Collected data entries
• • •

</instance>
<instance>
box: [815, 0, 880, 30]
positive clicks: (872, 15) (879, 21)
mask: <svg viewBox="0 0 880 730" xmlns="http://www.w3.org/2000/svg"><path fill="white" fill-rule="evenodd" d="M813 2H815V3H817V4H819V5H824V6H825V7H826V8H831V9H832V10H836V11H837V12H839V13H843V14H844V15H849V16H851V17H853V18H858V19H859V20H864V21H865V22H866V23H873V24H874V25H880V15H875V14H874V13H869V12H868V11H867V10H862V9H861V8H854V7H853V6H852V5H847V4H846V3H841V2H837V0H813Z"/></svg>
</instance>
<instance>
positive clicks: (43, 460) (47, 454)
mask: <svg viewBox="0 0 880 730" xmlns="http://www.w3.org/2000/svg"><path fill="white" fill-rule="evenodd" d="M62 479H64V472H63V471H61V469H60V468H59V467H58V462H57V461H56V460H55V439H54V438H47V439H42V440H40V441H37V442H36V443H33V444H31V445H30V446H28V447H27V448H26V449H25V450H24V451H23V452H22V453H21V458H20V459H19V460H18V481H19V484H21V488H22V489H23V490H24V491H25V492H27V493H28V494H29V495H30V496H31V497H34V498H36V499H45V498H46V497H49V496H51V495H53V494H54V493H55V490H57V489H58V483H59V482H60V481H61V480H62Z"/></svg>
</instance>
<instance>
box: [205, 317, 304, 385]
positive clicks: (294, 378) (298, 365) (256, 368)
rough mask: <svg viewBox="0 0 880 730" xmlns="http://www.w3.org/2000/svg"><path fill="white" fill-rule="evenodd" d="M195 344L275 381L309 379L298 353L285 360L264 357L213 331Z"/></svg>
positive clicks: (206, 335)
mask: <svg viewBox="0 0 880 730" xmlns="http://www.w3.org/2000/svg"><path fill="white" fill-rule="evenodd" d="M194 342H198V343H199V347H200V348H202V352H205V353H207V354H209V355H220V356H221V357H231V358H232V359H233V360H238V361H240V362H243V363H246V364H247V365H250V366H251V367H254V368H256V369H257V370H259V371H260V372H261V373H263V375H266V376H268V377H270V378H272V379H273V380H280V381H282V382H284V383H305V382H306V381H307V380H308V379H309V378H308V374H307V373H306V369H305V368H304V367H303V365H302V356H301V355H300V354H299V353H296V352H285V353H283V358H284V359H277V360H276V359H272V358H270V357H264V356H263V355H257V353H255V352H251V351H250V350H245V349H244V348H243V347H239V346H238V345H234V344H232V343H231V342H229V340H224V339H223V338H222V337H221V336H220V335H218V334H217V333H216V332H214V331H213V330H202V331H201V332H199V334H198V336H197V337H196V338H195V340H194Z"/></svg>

• • •

Nothing but an exact copy of the records belongs in the answer.

- **Solution below**
</instance>
<instance>
box: [815, 0, 880, 30]
positive clicks: (872, 15) (879, 21)
mask: <svg viewBox="0 0 880 730" xmlns="http://www.w3.org/2000/svg"><path fill="white" fill-rule="evenodd" d="M813 2H815V3H817V4H819V5H824V6H825V7H826V8H831V9H832V10H836V11H837V12H839V13H843V14H844V15H849V16H851V17H853V18H858V19H859V20H864V21H865V22H866V23H873V24H874V25H880V15H875V14H874V13H869V12H868V11H867V10H862V9H861V8H854V7H853V6H852V5H847V4H846V3H841V2H837V0H813Z"/></svg>
</instance>
<instance>
positive clicks: (43, 460) (47, 454)
mask: <svg viewBox="0 0 880 730" xmlns="http://www.w3.org/2000/svg"><path fill="white" fill-rule="evenodd" d="M62 479H64V472H63V471H61V469H60V468H59V467H58V462H57V461H56V460H55V439H54V438H47V439H42V440H40V441H37V442H36V443H33V444H31V445H30V446H28V447H27V448H26V449H25V450H24V451H23V452H22V453H21V458H20V459H19V460H18V481H19V484H21V488H22V489H23V490H24V491H25V492H27V493H28V494H29V495H30V496H31V497H34V498H36V499H45V498H46V497H49V496H51V495H53V494H54V493H55V490H57V489H58V483H59V482H60V481H61V480H62Z"/></svg>
</instance>
<instance>
box: [205, 317, 304, 385]
positive clicks: (294, 378) (298, 365) (256, 368)
rough mask: <svg viewBox="0 0 880 730" xmlns="http://www.w3.org/2000/svg"><path fill="white" fill-rule="evenodd" d="M195 344L275 381L309 379L298 353L285 360L264 357L213 331Z"/></svg>
positive clicks: (206, 335)
mask: <svg viewBox="0 0 880 730" xmlns="http://www.w3.org/2000/svg"><path fill="white" fill-rule="evenodd" d="M194 342H198V343H199V347H200V348H202V352H205V353H207V354H209V355H220V356H221V357H231V358H232V359H233V360H238V361H240V362H243V363H246V364H247V365H250V366H251V367H254V368H256V369H257V370H259V371H260V372H261V373H263V375H266V376H268V377H270V378H272V379H273V380H280V381H282V382H284V383H305V382H306V381H307V380H308V379H309V378H308V374H307V373H306V369H305V368H304V367H303V365H302V356H301V355H300V354H299V353H296V352H285V353H283V358H284V359H277V360H276V359H272V358H270V357H264V356H263V355H257V353H255V352H251V351H250V350H245V349H244V348H243V347H239V346H238V345H234V344H232V343H231V342H229V340H224V339H223V338H222V337H221V336H220V335H218V334H217V333H216V332H214V331H213V330H202V331H201V332H199V334H198V336H197V337H196V338H195V340H194Z"/></svg>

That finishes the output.